» **Aim**
Reproduce the material below, character for character, from the line that contains "In this exercise you will mark the black tire" through the end.

— start Dataset —

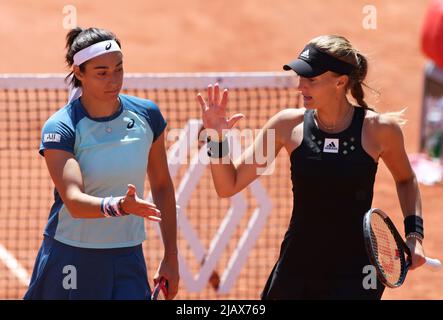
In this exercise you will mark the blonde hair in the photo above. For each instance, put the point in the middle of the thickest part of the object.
(340, 48)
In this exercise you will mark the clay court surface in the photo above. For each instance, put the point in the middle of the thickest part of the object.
(249, 35)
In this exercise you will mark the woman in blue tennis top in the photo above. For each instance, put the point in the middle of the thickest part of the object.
(98, 149)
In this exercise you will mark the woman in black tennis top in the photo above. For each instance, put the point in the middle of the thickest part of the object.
(334, 147)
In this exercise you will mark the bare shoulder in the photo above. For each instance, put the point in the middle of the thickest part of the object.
(384, 127)
(288, 117)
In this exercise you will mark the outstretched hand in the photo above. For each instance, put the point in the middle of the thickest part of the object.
(214, 112)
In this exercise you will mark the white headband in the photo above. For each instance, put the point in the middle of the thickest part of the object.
(95, 50)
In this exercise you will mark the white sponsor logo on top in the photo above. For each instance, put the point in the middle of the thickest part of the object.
(51, 137)
(331, 146)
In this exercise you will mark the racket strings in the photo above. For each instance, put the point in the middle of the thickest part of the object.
(386, 250)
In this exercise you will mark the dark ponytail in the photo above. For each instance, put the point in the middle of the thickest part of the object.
(356, 81)
(78, 39)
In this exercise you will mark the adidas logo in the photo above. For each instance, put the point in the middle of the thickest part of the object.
(331, 146)
(305, 54)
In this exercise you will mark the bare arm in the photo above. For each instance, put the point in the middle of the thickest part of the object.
(67, 177)
(395, 157)
(232, 177)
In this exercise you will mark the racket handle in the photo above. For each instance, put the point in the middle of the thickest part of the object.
(433, 264)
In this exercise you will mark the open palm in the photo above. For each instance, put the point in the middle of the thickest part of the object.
(214, 111)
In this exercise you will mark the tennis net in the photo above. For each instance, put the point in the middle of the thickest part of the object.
(227, 246)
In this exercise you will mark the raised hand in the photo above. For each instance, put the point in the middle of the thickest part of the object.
(214, 112)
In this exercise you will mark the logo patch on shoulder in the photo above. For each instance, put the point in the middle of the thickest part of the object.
(331, 145)
(51, 137)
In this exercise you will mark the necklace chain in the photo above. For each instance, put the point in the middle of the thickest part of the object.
(334, 126)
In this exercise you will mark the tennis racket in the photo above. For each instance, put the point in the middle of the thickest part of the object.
(386, 249)
(160, 290)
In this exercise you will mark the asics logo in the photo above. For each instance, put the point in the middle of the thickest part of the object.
(131, 124)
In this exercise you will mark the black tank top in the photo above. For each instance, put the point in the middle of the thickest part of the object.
(333, 179)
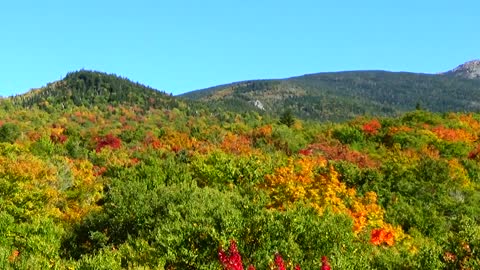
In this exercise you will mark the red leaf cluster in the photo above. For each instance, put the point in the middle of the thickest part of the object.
(372, 127)
(108, 141)
(382, 236)
(58, 138)
(231, 260)
(341, 152)
(325, 264)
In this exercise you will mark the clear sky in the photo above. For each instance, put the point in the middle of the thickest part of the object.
(183, 45)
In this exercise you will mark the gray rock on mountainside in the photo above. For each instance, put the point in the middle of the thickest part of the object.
(470, 70)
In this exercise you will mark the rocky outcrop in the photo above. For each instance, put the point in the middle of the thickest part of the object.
(470, 70)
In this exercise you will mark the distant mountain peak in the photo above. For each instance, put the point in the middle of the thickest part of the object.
(470, 70)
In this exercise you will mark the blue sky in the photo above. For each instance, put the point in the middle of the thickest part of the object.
(184, 45)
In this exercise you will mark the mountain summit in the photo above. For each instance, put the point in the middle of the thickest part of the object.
(470, 70)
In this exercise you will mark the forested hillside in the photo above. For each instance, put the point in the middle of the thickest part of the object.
(113, 175)
(338, 96)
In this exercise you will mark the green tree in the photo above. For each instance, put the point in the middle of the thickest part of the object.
(287, 118)
(9, 132)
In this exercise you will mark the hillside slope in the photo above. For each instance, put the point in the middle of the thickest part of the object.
(343, 95)
(92, 88)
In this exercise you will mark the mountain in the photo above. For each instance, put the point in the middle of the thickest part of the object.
(342, 95)
(91, 88)
(469, 70)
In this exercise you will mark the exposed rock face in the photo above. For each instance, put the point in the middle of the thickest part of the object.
(470, 70)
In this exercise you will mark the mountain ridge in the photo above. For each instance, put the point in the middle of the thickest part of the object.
(347, 94)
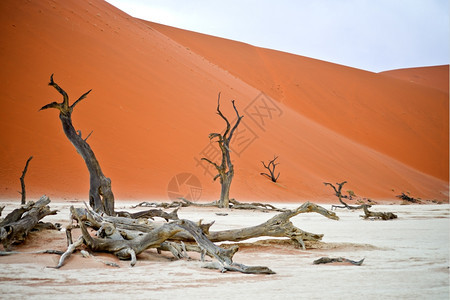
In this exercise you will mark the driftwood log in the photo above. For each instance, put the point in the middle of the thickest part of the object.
(233, 204)
(377, 215)
(408, 199)
(126, 237)
(328, 260)
(16, 225)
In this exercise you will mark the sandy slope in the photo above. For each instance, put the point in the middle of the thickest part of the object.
(153, 105)
(399, 263)
(436, 77)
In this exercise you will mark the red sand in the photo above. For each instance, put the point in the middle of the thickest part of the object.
(153, 105)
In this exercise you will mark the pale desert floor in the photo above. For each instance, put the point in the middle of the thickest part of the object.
(407, 258)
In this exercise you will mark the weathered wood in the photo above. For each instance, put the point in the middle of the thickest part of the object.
(277, 226)
(408, 199)
(150, 214)
(254, 206)
(126, 249)
(327, 260)
(22, 181)
(14, 230)
(377, 215)
(70, 249)
(271, 168)
(5, 253)
(225, 169)
(223, 256)
(101, 197)
(338, 193)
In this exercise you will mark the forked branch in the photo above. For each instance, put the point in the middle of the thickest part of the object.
(271, 168)
(22, 181)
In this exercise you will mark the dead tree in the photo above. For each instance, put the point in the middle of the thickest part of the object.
(338, 193)
(101, 197)
(271, 168)
(22, 181)
(225, 169)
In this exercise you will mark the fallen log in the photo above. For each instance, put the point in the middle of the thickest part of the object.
(377, 215)
(327, 260)
(14, 229)
(127, 237)
(150, 214)
(254, 206)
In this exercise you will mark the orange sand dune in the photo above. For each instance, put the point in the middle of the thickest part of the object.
(436, 77)
(153, 105)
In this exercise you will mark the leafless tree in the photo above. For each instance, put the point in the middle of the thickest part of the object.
(271, 168)
(101, 197)
(225, 169)
(338, 193)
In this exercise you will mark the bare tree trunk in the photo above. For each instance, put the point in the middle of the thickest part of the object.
(338, 193)
(271, 168)
(225, 169)
(101, 197)
(22, 181)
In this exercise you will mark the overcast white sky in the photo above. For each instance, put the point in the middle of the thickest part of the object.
(373, 35)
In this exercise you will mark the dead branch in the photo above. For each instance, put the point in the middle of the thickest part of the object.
(254, 206)
(150, 214)
(408, 199)
(22, 180)
(327, 260)
(338, 194)
(5, 253)
(225, 169)
(377, 215)
(271, 168)
(101, 197)
(223, 256)
(15, 227)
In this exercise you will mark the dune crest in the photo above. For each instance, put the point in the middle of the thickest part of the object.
(153, 105)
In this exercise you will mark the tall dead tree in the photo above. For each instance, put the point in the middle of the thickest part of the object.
(271, 168)
(101, 197)
(338, 193)
(22, 181)
(225, 169)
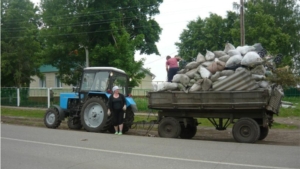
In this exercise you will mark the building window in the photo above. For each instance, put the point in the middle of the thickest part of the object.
(43, 82)
(58, 82)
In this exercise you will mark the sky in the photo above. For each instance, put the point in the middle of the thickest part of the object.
(173, 19)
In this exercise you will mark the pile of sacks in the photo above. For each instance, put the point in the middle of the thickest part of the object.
(216, 70)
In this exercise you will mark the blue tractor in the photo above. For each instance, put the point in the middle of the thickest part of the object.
(87, 106)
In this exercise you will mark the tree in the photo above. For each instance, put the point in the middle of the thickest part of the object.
(111, 31)
(286, 15)
(20, 47)
(208, 34)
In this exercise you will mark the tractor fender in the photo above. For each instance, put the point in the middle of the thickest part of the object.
(61, 112)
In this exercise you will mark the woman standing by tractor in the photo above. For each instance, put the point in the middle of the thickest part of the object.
(117, 107)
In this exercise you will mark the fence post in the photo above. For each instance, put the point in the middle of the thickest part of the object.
(48, 97)
(18, 97)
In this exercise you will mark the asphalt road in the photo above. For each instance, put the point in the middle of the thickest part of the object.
(41, 148)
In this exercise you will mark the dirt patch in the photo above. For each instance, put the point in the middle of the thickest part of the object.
(275, 136)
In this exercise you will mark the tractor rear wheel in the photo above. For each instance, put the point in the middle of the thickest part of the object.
(169, 127)
(51, 118)
(93, 115)
(264, 131)
(246, 130)
(74, 123)
(189, 131)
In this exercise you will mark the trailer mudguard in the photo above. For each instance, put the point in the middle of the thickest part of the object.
(130, 102)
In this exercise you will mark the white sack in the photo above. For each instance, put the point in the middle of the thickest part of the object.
(182, 71)
(260, 70)
(204, 72)
(154, 86)
(224, 58)
(170, 86)
(215, 76)
(200, 58)
(228, 47)
(234, 52)
(245, 49)
(219, 53)
(209, 55)
(240, 69)
(176, 78)
(222, 78)
(263, 84)
(197, 76)
(184, 80)
(251, 59)
(207, 63)
(234, 61)
(191, 83)
(192, 72)
(206, 85)
(196, 86)
(192, 65)
(227, 72)
(258, 77)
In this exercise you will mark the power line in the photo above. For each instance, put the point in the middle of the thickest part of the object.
(94, 13)
(108, 30)
(87, 22)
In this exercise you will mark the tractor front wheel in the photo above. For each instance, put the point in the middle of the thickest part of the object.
(51, 118)
(93, 115)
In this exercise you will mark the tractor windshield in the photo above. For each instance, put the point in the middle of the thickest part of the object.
(95, 81)
(120, 80)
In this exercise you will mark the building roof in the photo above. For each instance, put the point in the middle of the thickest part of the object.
(48, 69)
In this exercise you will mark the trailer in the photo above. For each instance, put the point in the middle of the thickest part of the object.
(250, 112)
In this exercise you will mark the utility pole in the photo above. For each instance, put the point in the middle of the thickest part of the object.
(86, 56)
(242, 23)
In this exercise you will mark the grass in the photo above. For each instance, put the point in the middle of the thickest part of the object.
(22, 112)
(291, 112)
(31, 113)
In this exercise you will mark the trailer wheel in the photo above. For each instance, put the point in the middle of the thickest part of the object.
(188, 132)
(93, 115)
(128, 121)
(264, 131)
(51, 118)
(246, 130)
(74, 123)
(169, 127)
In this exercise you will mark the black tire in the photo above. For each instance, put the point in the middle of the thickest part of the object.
(188, 132)
(108, 125)
(264, 131)
(74, 123)
(51, 118)
(169, 127)
(93, 115)
(246, 130)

— end Dataset —

» **Answer to the exercise**
In this exercise you will mark the black tire in the photo above. For each instance, put the point in the middle of the thickest part of the object.
(188, 132)
(108, 125)
(264, 131)
(74, 123)
(51, 118)
(169, 127)
(93, 115)
(246, 130)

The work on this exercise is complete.